Once you have read the listing, print all of it word for word.

Input material Start Marker

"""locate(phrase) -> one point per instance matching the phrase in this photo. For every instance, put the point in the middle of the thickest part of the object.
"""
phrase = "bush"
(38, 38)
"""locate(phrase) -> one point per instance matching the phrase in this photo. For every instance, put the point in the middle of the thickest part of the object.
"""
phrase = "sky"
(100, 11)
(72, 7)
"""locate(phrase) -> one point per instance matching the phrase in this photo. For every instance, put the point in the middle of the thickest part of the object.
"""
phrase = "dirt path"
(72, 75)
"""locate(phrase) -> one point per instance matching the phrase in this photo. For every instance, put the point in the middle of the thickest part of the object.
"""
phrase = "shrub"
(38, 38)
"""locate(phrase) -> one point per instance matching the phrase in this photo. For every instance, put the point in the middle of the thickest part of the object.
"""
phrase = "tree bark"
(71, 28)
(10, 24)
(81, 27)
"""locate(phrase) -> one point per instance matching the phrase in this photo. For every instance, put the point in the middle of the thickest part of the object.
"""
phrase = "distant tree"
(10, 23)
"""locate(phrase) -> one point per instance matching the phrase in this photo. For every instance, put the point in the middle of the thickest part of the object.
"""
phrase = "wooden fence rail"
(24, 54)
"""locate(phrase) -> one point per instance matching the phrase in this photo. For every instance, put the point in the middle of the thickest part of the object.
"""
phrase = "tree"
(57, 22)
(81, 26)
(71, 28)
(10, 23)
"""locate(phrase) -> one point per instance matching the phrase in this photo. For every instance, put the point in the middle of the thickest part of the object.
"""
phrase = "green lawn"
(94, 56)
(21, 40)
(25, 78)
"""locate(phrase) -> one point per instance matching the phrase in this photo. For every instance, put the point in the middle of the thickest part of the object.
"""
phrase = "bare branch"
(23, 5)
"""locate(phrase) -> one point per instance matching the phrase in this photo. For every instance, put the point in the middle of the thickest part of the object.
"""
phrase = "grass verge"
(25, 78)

Input material End Marker

→ Problem solution
"""locate(phrase) -> one point per instance matching the phrase in this photo. For every instance, put the point in the middle of the thickest part of the object.
"""
phrase = "bush"
(38, 38)
"""locate(phrase) -> one point per instance matching the phrase in this photo. For every instance, put the point in the middle of the thickest part of the object.
"""
phrase = "sky"
(100, 11)
(72, 7)
"""locate(phrase) -> one point per instance matching the phrase in this photo. For every instance, put the point in the middle of the thickest part of the object.
"""
phrase = "dirt path"
(72, 75)
"""locate(phrase) -> one point per instance matching the phrase in this photo. For every instance, put the point in the middle of the thickest part of the object.
"""
phrase = "shrub"
(38, 38)
"""locate(phrase) -> one point per instance matching the phrase in this photo. For every instance, put the point in the middle of the thickest part of the object.
"""
phrase = "tree bark"
(71, 28)
(10, 24)
(81, 27)
"""locate(phrase) -> one point per instance matching the phrase in this photo. For every instance, put the point in the middle of the thickest part of the object.
"""
phrase = "distant tree"
(10, 23)
"""locate(phrase) -> one point per instance matching the phrase in this photo. For every instance, put the point in the middle of the thickest part of the object.
"""
phrase = "wooden fence rail"
(24, 54)
"""locate(phrase) -> one point per instance matching the phrase in this photo. For every instance, put the point in the middle of the thickest part of the object.
"""
phrase = "tree"
(57, 22)
(81, 26)
(71, 28)
(10, 23)
"""locate(phrase) -> one point per instance matching the phrase in this photo. For every instance, put the point in the middle of the thickest part of the object.
"""
phrase = "green lawn"
(94, 56)
(21, 40)
(25, 78)
"""locate(phrase) -> one point per instance matching the phrase in this photo. For every instance, put the point in the middle of the thickest part of the object.
"""
phrase = "bare branch"
(23, 5)
"""locate(phrase) -> one point per instance matching the phrase in this photo. For every instance, put the point in the middle of the thickest part of the object.
"""
phrase = "grass verge"
(25, 78)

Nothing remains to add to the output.